__Stated problem__. Look for the line containing "Q: Using the form shown in this sample, indicate the parked" in the listing below. Retype that line and every subsequent line through the last one, and only those.

——

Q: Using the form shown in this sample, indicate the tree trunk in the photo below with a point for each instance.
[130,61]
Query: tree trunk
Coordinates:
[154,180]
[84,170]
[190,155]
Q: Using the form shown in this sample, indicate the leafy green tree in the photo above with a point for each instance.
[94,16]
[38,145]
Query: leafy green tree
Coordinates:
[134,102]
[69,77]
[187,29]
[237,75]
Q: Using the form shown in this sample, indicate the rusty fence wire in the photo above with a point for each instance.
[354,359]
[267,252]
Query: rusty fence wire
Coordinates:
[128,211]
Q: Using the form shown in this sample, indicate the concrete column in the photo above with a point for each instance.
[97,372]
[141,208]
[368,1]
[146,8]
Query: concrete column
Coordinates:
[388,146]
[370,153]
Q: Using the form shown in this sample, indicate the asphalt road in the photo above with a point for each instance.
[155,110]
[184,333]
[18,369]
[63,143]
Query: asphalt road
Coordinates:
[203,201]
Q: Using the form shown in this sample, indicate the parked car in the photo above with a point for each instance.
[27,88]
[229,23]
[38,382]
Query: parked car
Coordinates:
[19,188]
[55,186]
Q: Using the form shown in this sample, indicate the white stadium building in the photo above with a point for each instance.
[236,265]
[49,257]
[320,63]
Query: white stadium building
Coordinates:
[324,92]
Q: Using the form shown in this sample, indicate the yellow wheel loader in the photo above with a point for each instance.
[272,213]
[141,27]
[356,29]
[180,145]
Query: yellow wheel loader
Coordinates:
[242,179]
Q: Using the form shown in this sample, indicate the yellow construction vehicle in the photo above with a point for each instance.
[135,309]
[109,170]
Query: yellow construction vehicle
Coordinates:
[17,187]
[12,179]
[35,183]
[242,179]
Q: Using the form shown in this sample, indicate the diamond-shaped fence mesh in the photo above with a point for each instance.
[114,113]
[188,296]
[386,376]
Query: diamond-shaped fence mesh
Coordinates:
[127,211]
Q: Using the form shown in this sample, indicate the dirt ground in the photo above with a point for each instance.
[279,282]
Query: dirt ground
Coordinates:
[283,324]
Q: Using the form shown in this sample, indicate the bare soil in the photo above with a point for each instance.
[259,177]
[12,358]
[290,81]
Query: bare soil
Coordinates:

——

__Output of the exercise__.
Q: Using the form shown in this sample, indicate the parked car in the photo above with a point for each instance.
[27,88]
[229,23]
[38,382]
Query: parked car
Coordinates:
[19,188]
[55,186]
Q: Using the form shown in this sample, indicate the white stadium building in the photo above with a point for each instance.
[236,265]
[49,257]
[320,63]
Query: white stadium building
Coordinates:
[324,92]
Q: Using the form shown in this sample, indicate the yellow wheel loader in the photo above with a point for each instance.
[272,213]
[141,27]
[356,29]
[180,145]
Query: yellow wheel loader
Coordinates:
[242,179]
Q: Using the form shown in this sample, indicate the yellow construction vehicle in the photo above with a point for each instance.
[135,309]
[109,170]
Query: yellow construction vehicle
Coordinates:
[17,187]
[12,179]
[35,183]
[242,179]
Q: Using the form shown in this sample, indicate the diamond-shaped fence mesh in the photo above with a point for each instance.
[114,113]
[188,296]
[386,376]
Query: diamond-shaped fence mesh
Coordinates:
[127,211]
Q: Using the form shown in this sample, indicate the dirt ground in the photo above with a point for each instance.
[279,282]
Query: dirt ground
Coordinates:
[283,324]
Q: Using the form shown in this sample, indicate the bare soil in the photo above with a point for each instance.
[259,177]
[12,358]
[290,81]
Query: bare soil
Coordinates:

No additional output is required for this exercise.